> **Task input**:
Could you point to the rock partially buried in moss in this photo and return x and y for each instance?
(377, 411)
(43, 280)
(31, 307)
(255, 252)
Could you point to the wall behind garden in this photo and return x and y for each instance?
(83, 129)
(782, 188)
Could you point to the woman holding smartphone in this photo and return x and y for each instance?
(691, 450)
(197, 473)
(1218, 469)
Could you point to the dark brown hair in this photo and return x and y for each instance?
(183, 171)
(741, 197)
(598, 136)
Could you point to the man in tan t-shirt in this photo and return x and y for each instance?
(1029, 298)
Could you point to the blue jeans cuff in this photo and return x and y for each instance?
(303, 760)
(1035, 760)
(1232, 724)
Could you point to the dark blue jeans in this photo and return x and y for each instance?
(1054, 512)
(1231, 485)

> **Exercise**: Starting with the line that contains "Could you point to the woman", write out each line through the end of the listing, exactly as it appears, and include nothing else.

> **Written solution**:
Could you point to the woman holding smartphone in this photo and return x and y for each instance?
(691, 450)
(197, 473)
(1218, 469)
Could you point to the dark brown hair in this photo and return x and y for each instance?
(183, 171)
(741, 197)
(598, 136)
Could you point to the man in tan t-shirt in this photo and return x and y for each instance?
(1029, 298)
Could you point to the blue jeans cuff in this photo and return x and y for each instance?
(303, 760)
(1035, 760)
(1232, 724)
Could you point to the dark blue jeans in this photo and return x and y for each instance?
(1054, 512)
(1231, 485)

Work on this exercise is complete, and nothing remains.